▶ **Excerpted text**

The vassal states pay twice. They sell their resources at prices set by markets they do not control, denominated in a currency whose value is determined by the monetary policy of a country whose interests are not theirs. Then they recycle the proceeds into the debt instruments of that same country, funding the deficit that produced the inflation that eroded the value of what they were paid in the first place. And then they pay again — for the weapons, for the bases, for the technology licenses, for the financial services, for the consultants and the contractors and the McKinsey reports that tell them how to modernize economies the system is structurally designed to keep unmodernized.
This is the deal. Sell cheap. Buy expensive. Fund the debt of the country you sell cheap to and buy expensive from. Pay for the military that enforces the arrangement. And call it a partnership or development plan.
The United States, in this arrangement, keeps the full value stack. The extraction logistics. The refining. The petrochemicals. The weapons manufacturing. The financial engineering. The technology. The overwhelming majority of jobs created by a barrel of Gulf oil are created somewhere other than the Gulf. The resource is theirs. The value is not. The empire doesn’t need to occupy the land. It occupies the ledger.
The Farmer
Imagine a farmer. He owns his land — or rather, he owns the title to it, which is not quite the same thing. The land is fertile. It sits on water. It produces abundantly. By any reasonable measure, he should be prosperous.
But the seeds he plants come from a company that licenses them to him annually and sues farmers who save seed across the fence. The fertilizer comes from a multinational whose prices he cannot negotiate. The equipment he needs to work the land efficiently was sold to him on credit, at interest rates that ensure he will be paying for it long after it has worn out, with a service contract that means he cannot repair it himself and must call the manufacturer’s technician at the manufacturer’s rate. The crop he produces is sold at a price set by a commodity exchange in a city he has never visited, denominated in a currency whose value is managed by a central bank that has never heard of him.
After the harvest, he sells. The margin between what he receives and what the processor, the distributor, the retailer, and the financial intermediary receive is not negotiable. He gets the smallest share of the value chain for doing the hardest work and bearing all the risk. If the price falls, he absorbs the loss. If it rises, the gains accrue elsewhere. When he needs credit to survive a bad year, it comes with conditions — restructure, modernize, open up — that happen to benefit the lender more than the borrower.
This is not a parable. It is the operating reality of family farming across the American midwest.
He is, on paper, a business owner. In practice, he is an employee with overhead. The land is his. The value it generates is not. He works harder each year to stay in the same place, because the architecture of the system he operates inside is not designed for his prosperity. It is designed for his productivity — which is a different thing entirely.
This is the position of every oil-producing nation inside the petrodollar system. The resource is theirs. The sovereignty is nominal. The value chain belongs to someone else at every point that matters. They are farmers on their own land, working for a landlord who has convinced them that the arrangement is natural, inevitable, and in their interest — and who maintains a military presence nearby, just in case the conversation turns.

▶ **Exercise**
List each component of the "full value stack" that the petrodollar text says the United States keeps.

▶ **Input data**
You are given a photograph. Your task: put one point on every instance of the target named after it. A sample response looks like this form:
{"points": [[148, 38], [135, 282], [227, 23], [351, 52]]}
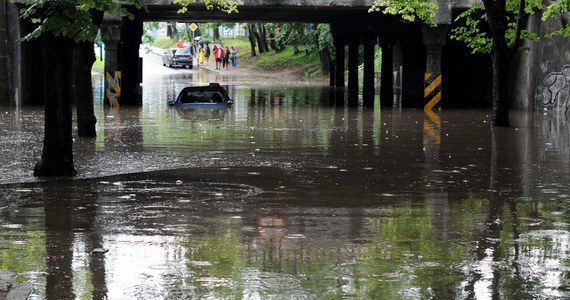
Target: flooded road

▶ **Result of the exercise**
- The extraction logistics
- The refining
- The petrochemicals
- The weapons manufacturing
- The financial engineering
- The technology